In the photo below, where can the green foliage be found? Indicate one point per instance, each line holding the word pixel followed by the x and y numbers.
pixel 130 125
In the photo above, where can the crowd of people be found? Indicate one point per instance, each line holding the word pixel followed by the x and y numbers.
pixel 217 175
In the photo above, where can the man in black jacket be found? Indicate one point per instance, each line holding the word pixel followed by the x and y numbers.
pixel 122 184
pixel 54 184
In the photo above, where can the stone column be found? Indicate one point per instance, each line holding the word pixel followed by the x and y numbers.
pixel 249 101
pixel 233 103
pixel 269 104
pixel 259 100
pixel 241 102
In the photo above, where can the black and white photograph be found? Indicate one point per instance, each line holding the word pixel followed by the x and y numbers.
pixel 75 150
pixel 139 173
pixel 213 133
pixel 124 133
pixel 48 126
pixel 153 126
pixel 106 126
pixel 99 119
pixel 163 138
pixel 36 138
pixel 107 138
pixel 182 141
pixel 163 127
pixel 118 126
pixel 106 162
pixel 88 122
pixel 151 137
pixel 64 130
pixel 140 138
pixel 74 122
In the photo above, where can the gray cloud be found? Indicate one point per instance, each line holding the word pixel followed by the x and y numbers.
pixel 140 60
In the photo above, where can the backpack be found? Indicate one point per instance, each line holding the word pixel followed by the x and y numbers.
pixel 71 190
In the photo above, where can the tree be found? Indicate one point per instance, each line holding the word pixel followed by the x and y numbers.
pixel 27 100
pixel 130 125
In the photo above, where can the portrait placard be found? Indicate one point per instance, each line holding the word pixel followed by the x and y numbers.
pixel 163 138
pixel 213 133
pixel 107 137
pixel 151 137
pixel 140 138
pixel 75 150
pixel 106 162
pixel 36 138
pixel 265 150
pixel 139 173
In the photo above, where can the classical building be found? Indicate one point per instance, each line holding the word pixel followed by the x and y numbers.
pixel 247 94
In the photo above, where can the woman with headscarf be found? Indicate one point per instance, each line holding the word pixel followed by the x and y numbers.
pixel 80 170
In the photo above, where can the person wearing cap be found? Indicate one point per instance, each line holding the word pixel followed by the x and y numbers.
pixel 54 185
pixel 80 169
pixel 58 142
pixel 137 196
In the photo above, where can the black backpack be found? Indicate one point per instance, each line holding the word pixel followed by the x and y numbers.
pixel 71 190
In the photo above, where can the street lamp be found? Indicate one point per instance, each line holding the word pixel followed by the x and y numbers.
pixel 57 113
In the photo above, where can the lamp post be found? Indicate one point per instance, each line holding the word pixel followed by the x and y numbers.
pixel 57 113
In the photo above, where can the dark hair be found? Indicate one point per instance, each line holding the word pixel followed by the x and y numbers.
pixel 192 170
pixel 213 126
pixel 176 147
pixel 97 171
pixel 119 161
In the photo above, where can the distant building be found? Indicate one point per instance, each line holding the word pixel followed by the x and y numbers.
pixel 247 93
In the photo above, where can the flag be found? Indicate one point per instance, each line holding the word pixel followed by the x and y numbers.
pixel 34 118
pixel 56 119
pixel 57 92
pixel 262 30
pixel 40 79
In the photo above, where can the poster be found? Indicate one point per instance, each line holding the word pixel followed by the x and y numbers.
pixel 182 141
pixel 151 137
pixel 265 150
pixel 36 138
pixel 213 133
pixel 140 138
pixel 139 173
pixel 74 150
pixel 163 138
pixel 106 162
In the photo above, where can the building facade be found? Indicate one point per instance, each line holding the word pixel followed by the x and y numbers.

## Task directions:
Rewrite every one of the entries above as a numbered list, skipping any blank lines.

## Task response:
1. In the photo below, where can the green foliage be found? Indicate one point per instance, each line holding the word pixel followed by the x and y numbers.
2. pixel 130 125
3. In the photo above, where can the crowd of people be found? Indicate one point per instance, each line holding the word pixel followed by the x and y numbers.
4. pixel 217 175
5. In the photo above, where can the man in black jacket be found? Indicate one point per instance, each line holding the word pixel followed by the x and y numbers.
6. pixel 122 184
7. pixel 54 184
8. In the photo above, where can the stone column be found? Indicate one point per instance, each line holding the word pixel followed by the x and y numbers.
9. pixel 249 101
10. pixel 233 103
11. pixel 269 104
12. pixel 259 100
13. pixel 241 102
14. In the photo above, where can the black and white photograph be found? Indicate one point per instance, each line holding the word pixel followed by the x and y numbers.
15. pixel 75 150
16. pixel 139 173
17. pixel 213 133
18. pixel 124 133
19. pixel 48 126
20. pixel 153 126
21. pixel 106 126
22. pixel 99 119
23. pixel 163 138
24. pixel 36 138
25. pixel 107 138
26. pixel 182 141
27. pixel 163 127
28. pixel 118 126
29. pixel 106 162
30. pixel 88 122
31. pixel 151 137
32. pixel 64 130
33. pixel 140 138
34. pixel 74 122
35. In the photo above, where can the gray cloud be found? Indicate one point per instance, each line holding the word pixel followed by the x and y numbers.
36. pixel 140 60
37. In the photo above, where can the backpack be found? Indicate one point per instance, each line holding the word pixel followed by the x and y numbers.
38. pixel 71 190
39. In the photo above, where can the tree be found? Indicate one point per instance, each line holding the word pixel followed by the x and y numbers.
40. pixel 27 100
41. pixel 130 125
42. In the photo above, where can the portrait placard be found? Indicate one point per instance, each line holding the word pixel followed by the x and y numbers.
43. pixel 163 138
44. pixel 213 133
45. pixel 107 137
46. pixel 151 137
47. pixel 140 138
48. pixel 75 150
49. pixel 106 162
50. pixel 36 138
51. pixel 265 150
52. pixel 139 173
53. In the photo above, where can the classical building be found? Indicate one point per instance, each line holding the word pixel followed by the x and y numbers.
54. pixel 247 94
55. In the photo above, where can the woman with headscarf be found? Indicate one point per instance, each line holding the word pixel followed by the x and y numbers.
56. pixel 80 170
57. In the photo above, where can the person wearing cap be found? Indicate one point per instance, each line holding the word pixel followed by the x and y numbers.
58. pixel 54 185
59. pixel 80 169
60. pixel 58 142
61. pixel 137 196
62. In the photo above, where can the black backpack be found? Indicate one point per instance, each line holding the word pixel followed by the x and y numbers.
63. pixel 71 190
64. In the photo above, where can the street lamp be found? Indicate one point per instance, each line holding the word pixel followed by the x and y numbers.
65. pixel 57 113
66. In the photo above, where can the lamp post be found? Indicate one point per instance, each line holding the word pixel followed by the x and y numbers.
67. pixel 57 113
68. In the photo above, where can the dark hair be found? Indicate one point per instance, each line holding the word pixel followed by the x and y numbers.
69. pixel 192 170
70. pixel 213 126
71. pixel 176 147
72. pixel 97 171
73. pixel 119 161
74. In the photo above, where can the distant building be found? Indicate one point per instance, each line holding the word pixel followed by the x and y numbers.
75. pixel 247 93
76. In the photo above, where can the flag be found? Indicate one point per instance, each line holding the word pixel followed by the x and y numbers.
77. pixel 34 118
78. pixel 56 119
79. pixel 57 92
80. pixel 262 30
81. pixel 40 79
82. In the photo above, where can the poster be found? Indicate one point per instance, each line holding the word pixel followed by the x and y numbers.
83. pixel 182 141
84. pixel 151 137
85. pixel 265 150
86. pixel 36 138
87. pixel 213 133
88. pixel 140 138
89. pixel 139 173
90. pixel 74 150
91. pixel 163 138
92. pixel 106 162
93. In the photo above, where can the building facade be found? Indicate one point per instance, each line holding the word pixel followed by the x and y numbers.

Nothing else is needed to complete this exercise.